# ESTRATTO DELLA FONTE:

A questo punto mi chiedo se il problema del fantastico nel nostro Paese sia solo quello di vincere un pregiudizio. Un pregiudizio che spinge alcuni a ignorare questo genere per una certa avversione alla magia ai draghi e via discorrendo, e che induce altri a leggerlo ma fermandosi ai soli divulgatori di questi miserrimi aspetti.
Attenzione, si stanno muovendo anche altri scrittori con modo di narrare più complesso: Dario de Judicibus, per esempio, e i già noti Luca Trugenberger, Fabiana Redivo, Mariangela Fassio e Andrea D’Angelo.
Per concludere vorrei buttare nel calderone un nuovo quesito: secondo alcuni esisterebbe un Fantasy impegnato… ma, a parte una maggior cura nel background, nella caratterizzazione dei personaggi non vedo (ma posso sbagliare) romanzi fantasy con temi sottesi neppure in ambito anglosassone. Non lo dico per piaggeria, ma forse l’unico romanzo di questo tipo è proprio La Rocca dei Silenzi di Andrea. Come Andrea ben sa, il mio giudizio sul suo romanzo è ambivalente, ma mi sono accorto col tempo che molti degli aspetti negativi che vi intravedevo erano dettati da una mia visione soggettiva. Una natura materna e matrigna non sarà mai nelle mie corde: amo i personaggi che escono dagli schemi, che violano i limiti che sono loro imposti proprio perché è la fantasia a permetterci queste infrazioni. È giusto, anzi sacrosanto, che lo scrittore si esponga per dare la sua visione del mondo e della vita nei propri romanzi, anche se questa visione non è condivisa dai lettori.
Andrea
Tento ancora una volta di sintetizzare. Voi due, bravi ragazzi, gettate nel calderone tante di quelle cose che il minestrone rischia di essere troppo ricco – e strozzarmi! Seguo una mia linea di pensiero, ma mi rendo conto di non poter costringere il dialogo. Vado con ordine, dunque.
La mia esperienza mi dice una cosa molto chiara, Francesco: i testi inediti migliori sono quasi sempre invisibili, ossia chi sta producendo qualcosa di valore e di corposo, che costa parecchio tempo e sudore, è difficile lo dia in pasto a internet. Di conseguenza, credo tu sia un po’ frettoloso nel dire che il livello degli scritti del fantastico in Italia sia ancora troppo basso.

# COSA FARE:
Dal brano sul fantastico in Italia, ricopia parola per parola il passo che comincia con "A questo punto" e prosegue fino a "e Andrea D’Angelo.".

# DATI:

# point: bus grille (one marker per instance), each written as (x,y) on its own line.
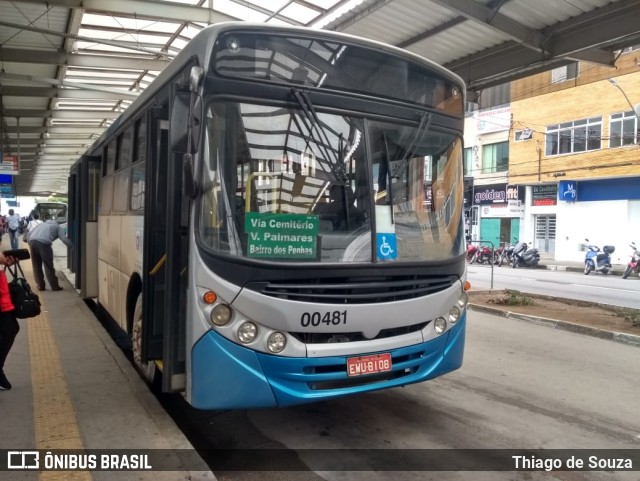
(328,338)
(354,290)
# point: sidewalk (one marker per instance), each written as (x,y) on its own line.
(74,389)
(574,266)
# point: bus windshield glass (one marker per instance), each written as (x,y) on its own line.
(298,185)
(51,210)
(334,65)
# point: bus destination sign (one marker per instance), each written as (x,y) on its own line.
(289,236)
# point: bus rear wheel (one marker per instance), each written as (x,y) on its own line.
(147,370)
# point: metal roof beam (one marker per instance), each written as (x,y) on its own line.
(124,94)
(490,17)
(60,93)
(142,9)
(58,129)
(43,57)
(578,38)
(62,114)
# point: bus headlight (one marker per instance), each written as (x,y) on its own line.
(247,332)
(454,314)
(276,342)
(221,314)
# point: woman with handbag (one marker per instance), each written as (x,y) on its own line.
(9,326)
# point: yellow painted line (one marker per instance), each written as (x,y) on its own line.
(55,422)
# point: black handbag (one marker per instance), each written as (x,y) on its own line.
(24,300)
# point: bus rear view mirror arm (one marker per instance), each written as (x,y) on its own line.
(189,187)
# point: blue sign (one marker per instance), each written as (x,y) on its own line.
(386,246)
(568,190)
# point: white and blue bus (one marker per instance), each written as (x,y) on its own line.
(278,219)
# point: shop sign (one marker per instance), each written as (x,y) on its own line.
(544,194)
(497,194)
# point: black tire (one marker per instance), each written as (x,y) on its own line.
(147,370)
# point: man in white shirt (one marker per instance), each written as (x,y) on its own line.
(40,240)
(13,224)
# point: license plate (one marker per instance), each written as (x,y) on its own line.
(357,366)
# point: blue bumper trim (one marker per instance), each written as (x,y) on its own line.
(225,375)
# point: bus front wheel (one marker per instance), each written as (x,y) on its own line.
(146,369)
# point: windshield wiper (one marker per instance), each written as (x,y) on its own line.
(314,127)
(423,128)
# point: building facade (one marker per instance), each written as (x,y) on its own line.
(573,147)
(495,209)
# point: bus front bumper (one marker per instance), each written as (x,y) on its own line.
(225,375)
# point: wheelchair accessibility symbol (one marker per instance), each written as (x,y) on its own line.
(386,246)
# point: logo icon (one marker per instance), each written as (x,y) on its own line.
(571,192)
(23,460)
(386,246)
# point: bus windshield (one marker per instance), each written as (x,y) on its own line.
(281,184)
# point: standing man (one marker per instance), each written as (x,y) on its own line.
(13,224)
(40,240)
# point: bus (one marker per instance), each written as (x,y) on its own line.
(278,219)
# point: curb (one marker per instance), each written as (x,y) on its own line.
(629,339)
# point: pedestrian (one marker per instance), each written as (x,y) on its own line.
(35,220)
(9,326)
(13,224)
(40,240)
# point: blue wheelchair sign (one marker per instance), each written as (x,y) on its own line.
(386,246)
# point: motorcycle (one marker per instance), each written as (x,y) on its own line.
(634,263)
(472,253)
(505,253)
(523,256)
(478,253)
(597,260)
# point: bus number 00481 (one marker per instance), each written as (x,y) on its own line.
(329,318)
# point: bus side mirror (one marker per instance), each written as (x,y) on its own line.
(179,123)
(184,122)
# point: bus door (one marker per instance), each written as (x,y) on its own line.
(165,258)
(82,224)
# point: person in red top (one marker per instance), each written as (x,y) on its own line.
(9,326)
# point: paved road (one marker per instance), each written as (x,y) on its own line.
(597,288)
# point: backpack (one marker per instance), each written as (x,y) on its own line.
(25,301)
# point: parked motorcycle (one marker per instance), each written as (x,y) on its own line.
(634,263)
(523,256)
(472,253)
(505,253)
(478,253)
(597,260)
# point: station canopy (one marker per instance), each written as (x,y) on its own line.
(70,67)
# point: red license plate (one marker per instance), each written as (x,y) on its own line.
(357,366)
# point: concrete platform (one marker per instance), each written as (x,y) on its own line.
(74,389)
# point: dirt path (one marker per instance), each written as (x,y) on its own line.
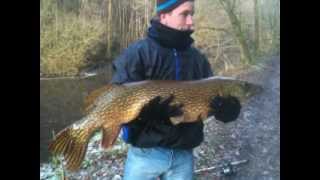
(255,136)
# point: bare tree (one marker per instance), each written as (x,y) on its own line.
(229,7)
(256,27)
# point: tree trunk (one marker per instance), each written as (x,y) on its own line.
(256,28)
(236,27)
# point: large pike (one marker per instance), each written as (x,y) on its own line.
(113,105)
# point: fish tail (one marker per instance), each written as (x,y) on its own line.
(72,144)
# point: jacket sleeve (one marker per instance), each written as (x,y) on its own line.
(206,67)
(128,67)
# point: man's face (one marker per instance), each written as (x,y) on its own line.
(179,18)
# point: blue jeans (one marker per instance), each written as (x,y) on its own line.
(151,163)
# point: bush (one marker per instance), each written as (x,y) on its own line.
(66,41)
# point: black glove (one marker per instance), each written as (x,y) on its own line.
(155,117)
(225,109)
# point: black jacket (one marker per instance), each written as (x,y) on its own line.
(146,59)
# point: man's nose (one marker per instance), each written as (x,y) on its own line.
(190,21)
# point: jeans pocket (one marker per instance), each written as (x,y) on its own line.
(140,151)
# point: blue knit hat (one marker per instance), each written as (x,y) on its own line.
(168,5)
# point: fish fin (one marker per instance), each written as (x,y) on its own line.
(72,144)
(90,99)
(109,136)
(176,120)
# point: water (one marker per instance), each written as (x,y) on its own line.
(61,104)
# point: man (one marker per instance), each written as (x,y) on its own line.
(163,150)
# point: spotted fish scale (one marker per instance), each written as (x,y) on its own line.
(113,105)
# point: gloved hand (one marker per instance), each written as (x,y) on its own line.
(154,116)
(225,109)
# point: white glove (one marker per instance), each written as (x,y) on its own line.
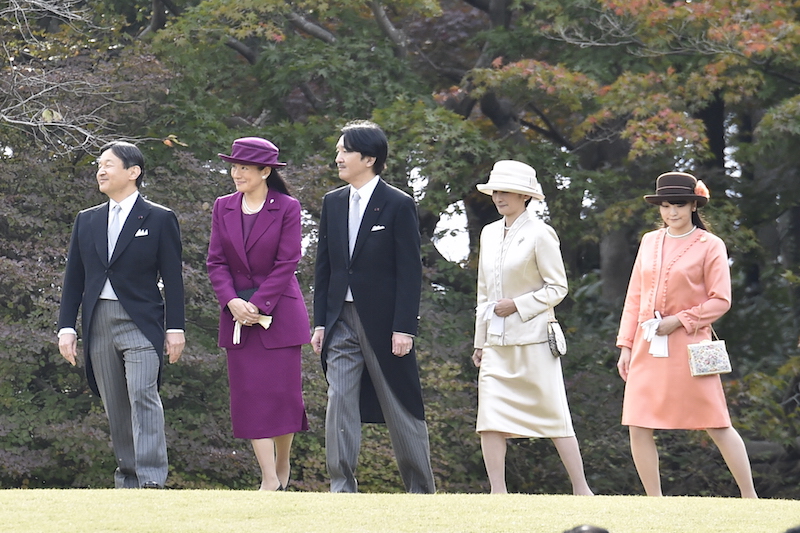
(659,345)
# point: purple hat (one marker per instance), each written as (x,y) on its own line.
(253,151)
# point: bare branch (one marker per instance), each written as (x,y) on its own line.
(310,28)
(394,34)
(22,11)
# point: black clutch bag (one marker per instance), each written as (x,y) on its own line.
(246,294)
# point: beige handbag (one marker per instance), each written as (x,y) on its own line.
(555,335)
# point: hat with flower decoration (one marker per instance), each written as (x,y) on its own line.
(679,187)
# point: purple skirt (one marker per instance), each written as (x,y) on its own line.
(266,391)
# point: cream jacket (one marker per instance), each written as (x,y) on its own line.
(527,267)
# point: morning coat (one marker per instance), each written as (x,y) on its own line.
(385,277)
(148,250)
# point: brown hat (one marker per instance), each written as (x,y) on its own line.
(679,187)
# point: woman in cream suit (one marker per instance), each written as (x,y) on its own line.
(521,278)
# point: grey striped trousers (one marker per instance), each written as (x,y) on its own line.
(126,369)
(348,355)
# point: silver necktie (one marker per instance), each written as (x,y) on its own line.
(113,229)
(353,221)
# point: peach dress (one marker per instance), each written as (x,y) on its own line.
(688,278)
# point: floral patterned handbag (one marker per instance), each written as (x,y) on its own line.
(707,358)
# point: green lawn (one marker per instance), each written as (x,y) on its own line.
(200,511)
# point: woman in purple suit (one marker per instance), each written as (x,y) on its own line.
(252,256)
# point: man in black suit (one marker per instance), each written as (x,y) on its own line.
(366,305)
(118,252)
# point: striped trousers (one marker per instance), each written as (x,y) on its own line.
(126,369)
(349,354)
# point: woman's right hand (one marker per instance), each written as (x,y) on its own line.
(243,311)
(624,363)
(477,356)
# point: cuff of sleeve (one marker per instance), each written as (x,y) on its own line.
(64,331)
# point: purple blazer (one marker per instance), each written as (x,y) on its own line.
(267,260)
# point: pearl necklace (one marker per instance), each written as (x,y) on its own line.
(683,235)
(246,208)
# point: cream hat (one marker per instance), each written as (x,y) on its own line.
(513,176)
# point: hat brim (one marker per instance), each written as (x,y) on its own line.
(487,188)
(656,199)
(230,159)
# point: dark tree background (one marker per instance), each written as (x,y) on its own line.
(599,96)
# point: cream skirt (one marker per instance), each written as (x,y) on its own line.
(521,392)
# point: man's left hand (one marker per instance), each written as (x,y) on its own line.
(401,344)
(174,345)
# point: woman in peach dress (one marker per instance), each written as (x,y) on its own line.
(681,277)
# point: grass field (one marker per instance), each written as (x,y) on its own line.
(201,511)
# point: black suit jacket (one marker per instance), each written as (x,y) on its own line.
(148,250)
(385,276)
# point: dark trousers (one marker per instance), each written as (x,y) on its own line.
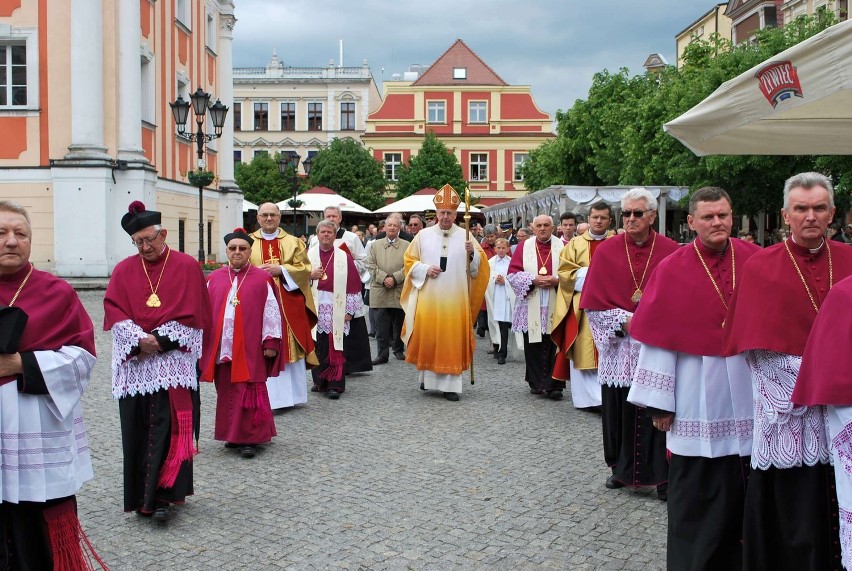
(482,319)
(633,448)
(502,349)
(706,503)
(791,520)
(388,329)
(322,349)
(539,360)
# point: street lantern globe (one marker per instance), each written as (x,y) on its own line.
(180,111)
(200,101)
(293,159)
(218,112)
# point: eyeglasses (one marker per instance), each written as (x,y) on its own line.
(146,241)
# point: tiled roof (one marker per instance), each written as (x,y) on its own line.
(459,56)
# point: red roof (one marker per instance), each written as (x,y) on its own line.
(320,190)
(459,55)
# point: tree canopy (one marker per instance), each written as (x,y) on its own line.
(615,136)
(260,180)
(349,169)
(432,167)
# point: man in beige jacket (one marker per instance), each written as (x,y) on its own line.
(385,262)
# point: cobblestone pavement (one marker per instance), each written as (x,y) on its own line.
(388,477)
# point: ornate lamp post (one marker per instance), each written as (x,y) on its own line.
(289,164)
(201,177)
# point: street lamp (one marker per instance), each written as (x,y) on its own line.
(201,177)
(289,163)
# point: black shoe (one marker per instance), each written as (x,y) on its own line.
(613,484)
(162,513)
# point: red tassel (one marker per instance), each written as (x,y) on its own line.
(336,360)
(255,399)
(180,450)
(68,541)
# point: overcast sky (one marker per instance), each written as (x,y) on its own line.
(554,46)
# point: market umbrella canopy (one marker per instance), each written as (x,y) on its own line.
(796,103)
(319,198)
(420,201)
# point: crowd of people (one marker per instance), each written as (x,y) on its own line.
(719,377)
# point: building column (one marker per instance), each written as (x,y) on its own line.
(129,82)
(87,80)
(230,195)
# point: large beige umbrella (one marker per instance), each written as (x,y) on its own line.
(796,103)
(319,198)
(420,201)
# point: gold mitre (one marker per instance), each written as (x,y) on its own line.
(447,198)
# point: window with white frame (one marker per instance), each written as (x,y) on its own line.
(519,159)
(477,112)
(436,111)
(288,116)
(261,116)
(347,116)
(13,74)
(19,66)
(183,12)
(393,161)
(478,166)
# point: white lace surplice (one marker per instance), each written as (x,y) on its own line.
(44,449)
(785,435)
(617,356)
(840,431)
(710,396)
(139,376)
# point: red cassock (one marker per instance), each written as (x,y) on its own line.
(694,328)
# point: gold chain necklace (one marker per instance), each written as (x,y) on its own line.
(20,287)
(637,293)
(236,300)
(543,271)
(324,275)
(802,277)
(712,280)
(154,299)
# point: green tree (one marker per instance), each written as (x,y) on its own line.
(432,167)
(260,180)
(347,168)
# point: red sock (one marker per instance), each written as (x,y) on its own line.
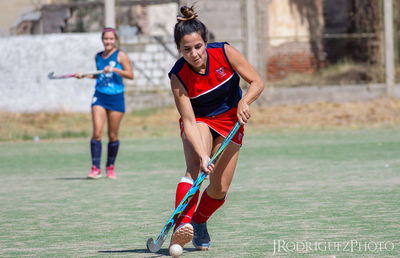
(206,208)
(183,187)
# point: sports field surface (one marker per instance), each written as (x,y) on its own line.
(320,193)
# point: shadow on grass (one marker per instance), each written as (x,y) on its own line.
(72,178)
(162,252)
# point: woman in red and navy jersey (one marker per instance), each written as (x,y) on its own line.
(205,85)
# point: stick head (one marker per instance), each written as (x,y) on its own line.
(154,248)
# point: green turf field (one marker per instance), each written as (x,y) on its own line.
(298,194)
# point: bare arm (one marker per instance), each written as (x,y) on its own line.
(249,74)
(191,131)
(127,70)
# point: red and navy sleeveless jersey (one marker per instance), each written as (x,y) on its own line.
(217,90)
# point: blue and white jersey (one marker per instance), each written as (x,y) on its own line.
(109,83)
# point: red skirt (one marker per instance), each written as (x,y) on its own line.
(222,124)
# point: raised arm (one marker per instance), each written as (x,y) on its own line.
(127,70)
(249,74)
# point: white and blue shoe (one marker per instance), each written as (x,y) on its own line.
(182,235)
(201,238)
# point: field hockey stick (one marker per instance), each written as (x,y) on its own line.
(65,76)
(155,246)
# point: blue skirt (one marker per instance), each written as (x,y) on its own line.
(115,102)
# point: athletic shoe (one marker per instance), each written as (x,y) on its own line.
(182,235)
(201,238)
(110,172)
(95,173)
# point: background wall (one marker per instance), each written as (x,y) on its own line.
(25,65)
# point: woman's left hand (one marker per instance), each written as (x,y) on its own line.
(243,112)
(108,69)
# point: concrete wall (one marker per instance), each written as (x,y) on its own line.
(27,60)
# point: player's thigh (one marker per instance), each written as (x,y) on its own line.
(224,170)
(98,118)
(191,158)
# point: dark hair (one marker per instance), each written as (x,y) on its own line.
(187,24)
(107,29)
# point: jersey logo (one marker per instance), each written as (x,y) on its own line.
(221,72)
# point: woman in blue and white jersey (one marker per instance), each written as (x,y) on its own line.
(108,100)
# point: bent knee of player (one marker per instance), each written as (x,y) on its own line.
(217,191)
(97,134)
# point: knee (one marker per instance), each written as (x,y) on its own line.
(96,136)
(193,171)
(112,136)
(218,191)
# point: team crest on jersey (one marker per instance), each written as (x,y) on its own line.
(221,72)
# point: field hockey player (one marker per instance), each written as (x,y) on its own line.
(108,101)
(205,85)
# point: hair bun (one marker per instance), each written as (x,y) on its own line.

# SOLUZIONE:
A questo punto mi chiedo se il problema del fantastico nel nostro Paese sia solo quello di vincere un pregiudizio. Un pregiudizio che spinge alcuni a ignorare questo genere per una certa avversione alla magia ai draghi e via discorrendo, e che induce altri a leggerlo ma fermandosi ai soli divulgatori di questi miserrimi aspetti.
Attenzione, si stanno muovendo anche altri scrittori con modo di narrare più complesso: Dario de Judicibus, per esempio, e i già noti Luca Trugenberger, Fabiana Redivo, Mariangela Fassio e Andrea D’Angelo.